Selected excerpt:
Parse structured data:
const log = "2024-01-15 ERROR: Failed to connect"
const match = log.match(/^(\d{4}-\d{2}-\d{2}) (\w+): (.+)$/)
if (match) {
const [, date, level, message] = match
console.log({ date, level, message })
}
7. Advanced Patterns
Lookaheads and lookbehinds:
// Password: 8+ chars, must include uppercase, lowercase, number
/^(?=.*[a-z])(?=.*[A-Z])(?=.*\d).{8,}$/
// Match word not followed by another word
/\b\w+\b(?!\s+\w+)/
// Match number preceded by $
/(?<=\$)\d+(\.\d{2})?/
Capture groups:
const text = "John Doe (john@example.com)"
const regex = /(\w+)\s+(\w+)\s+\(([^)]+)\)/
const [, firstName, lastName, email] = text.match(regex)
console.log({ firstName, lastName, email })
// { firstName: 'John', lastName: 'Doe', email: 'john@example.com' }
Named groups (modern):
const regex = /(?<year>\d{4})-(?<month>\d{2})-(?<day>\d{2})/
const match = '2024-01-15'.match(regex)
console.log(match.groups)
// { year: '2024', month: '01', day: '15' }
8. Performance Tips
Avoid catastrophic backtracking:
// ❌ BAD: Catastrophic backtracking
/(a+)+b/
// ✅ GOOD: Atomic grouping or possessive quantifiers
/a+b/
Be specific:
// ❌ BAD: Too greedy
/<.*>/
// ✅ GOOD: Lazy quantifier
/<.*?>/
// ✅ BETTER: Specific negation
/<[^>]*>/
Anchor patterns:
// ❌ BAD: Scans entire string
/\d{3}-\d{4}/
// ✅ GOOD: Anchored
/^\d{3}-\d{4}$/
9. Testing Tools
Provide testing code:
function testRegex(pattern, testCases) {
console.log(`Testing: ${pattern}\n`)

Given entries:
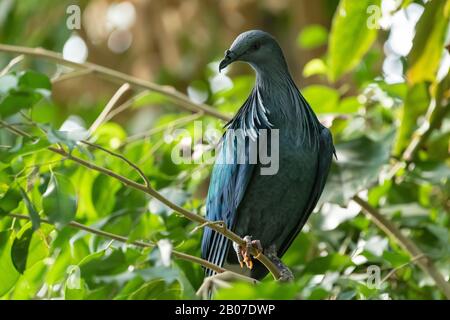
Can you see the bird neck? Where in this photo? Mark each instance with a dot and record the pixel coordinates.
(272, 75)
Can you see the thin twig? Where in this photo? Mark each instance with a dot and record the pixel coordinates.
(207, 224)
(11, 64)
(111, 103)
(72, 75)
(124, 106)
(393, 271)
(171, 125)
(130, 163)
(155, 194)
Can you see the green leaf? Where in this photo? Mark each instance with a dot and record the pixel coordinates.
(333, 261)
(104, 191)
(8, 273)
(415, 104)
(357, 167)
(321, 98)
(312, 36)
(351, 35)
(17, 100)
(33, 80)
(19, 250)
(60, 200)
(429, 42)
(22, 91)
(34, 215)
(313, 67)
(23, 146)
(9, 201)
(8, 82)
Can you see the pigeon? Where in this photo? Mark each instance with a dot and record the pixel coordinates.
(265, 202)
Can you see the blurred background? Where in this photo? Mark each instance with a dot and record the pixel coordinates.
(375, 71)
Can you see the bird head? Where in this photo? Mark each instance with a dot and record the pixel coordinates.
(255, 47)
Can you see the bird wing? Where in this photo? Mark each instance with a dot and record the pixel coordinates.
(325, 155)
(229, 181)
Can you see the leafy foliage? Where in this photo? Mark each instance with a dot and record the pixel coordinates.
(373, 121)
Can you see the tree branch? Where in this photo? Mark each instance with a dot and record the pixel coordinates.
(179, 98)
(391, 230)
(142, 244)
(155, 194)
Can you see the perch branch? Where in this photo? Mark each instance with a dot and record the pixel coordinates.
(111, 103)
(142, 244)
(155, 194)
(11, 64)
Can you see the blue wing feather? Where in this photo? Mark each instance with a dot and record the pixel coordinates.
(229, 181)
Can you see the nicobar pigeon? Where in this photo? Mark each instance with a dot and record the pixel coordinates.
(267, 210)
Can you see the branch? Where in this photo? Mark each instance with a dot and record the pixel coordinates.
(111, 103)
(142, 244)
(155, 194)
(179, 98)
(391, 230)
(11, 64)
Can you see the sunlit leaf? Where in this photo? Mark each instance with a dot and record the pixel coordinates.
(19, 249)
(34, 215)
(428, 44)
(60, 200)
(357, 167)
(352, 34)
(312, 36)
(8, 274)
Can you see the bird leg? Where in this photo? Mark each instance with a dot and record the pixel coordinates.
(218, 281)
(285, 273)
(243, 252)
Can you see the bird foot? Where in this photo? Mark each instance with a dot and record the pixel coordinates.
(286, 274)
(218, 281)
(243, 252)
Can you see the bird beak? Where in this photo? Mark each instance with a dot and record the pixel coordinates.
(230, 57)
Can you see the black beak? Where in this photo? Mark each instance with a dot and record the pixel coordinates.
(230, 57)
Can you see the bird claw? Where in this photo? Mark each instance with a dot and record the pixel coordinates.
(243, 252)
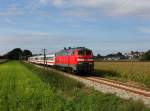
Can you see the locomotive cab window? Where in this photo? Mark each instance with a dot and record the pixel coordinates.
(84, 52)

Exercise task: Could you carry the regular expression guide forward from its final line, beginning inside the unfinished testRegex function?

Exercise result:
testCases.forEach(({ input, expected }) => {
const result = pattern.test(input)
const status = result === expected ? '✓' : '✗'
console.log(`${status} "${input}" -> ${result} (expected ${expected})`)
})
}
// Usage
const emailRegex = /^[^\s@]+@[^\s@]+\.[^\s@]+$/
testRegex(emailRegex, [
{ input: 'user@example.com', expected: true },
{ input: 'invalid@', expected: false },
{ input: '@example.com', expected: false },
{ input: 'user example.com', expected: false }
])
10. Common Mistakes
Forgetting to escape:
// ❌ BAD: . matches any character
/user.example.com/
// ✅ GOOD: Escaped dot
/user\.example\.com/
Not anchoring:
// ❌ BAD: Matches anywhere in string
/\d{3}-\d{4}/ // "xxx-555-1234-yyy" passes
// ✅ GOOD: Anchored to start and end
/^\d{3}-\d{4}$/ // Only "555-1234" passes
Greedy vs lazy:
const html = '<div>content</div><span>more</span>'
// ❌ BAD: Greedy, matches too much
html.match(/<.*>/) // '<div>content</div><span>more</span>'
// ✅ GOOD: Lazy, matches minimally
html.match(/<.*?>/) // '<div>'
Case sensitivity:
// ❌ BAD: Case sensitive
/^[a-z]+$/ // Only lowercase
// ✅ GOOD: Case insensitive
/^[a-z]+$/i // Any case
Regex Cheat Sheet
Character classes:
\d=[0-9]\D=[^0-9]\w=[a-zA-Z0-9_]\W=[^a-zA-Z0-9_]\s=[ \t\n\r\f\v]\S=[^ \t\n\r\f\v]
Quantifiers:
*= {0,∞}+= {1,∞}?= {0,1}{n}= exactly n{n,}= n or more{n,m}= between n and m
Anchors:
^= start of string/line$= end of string/line\b= word boundary\A= start of string (Python)\Z= end of string (Python)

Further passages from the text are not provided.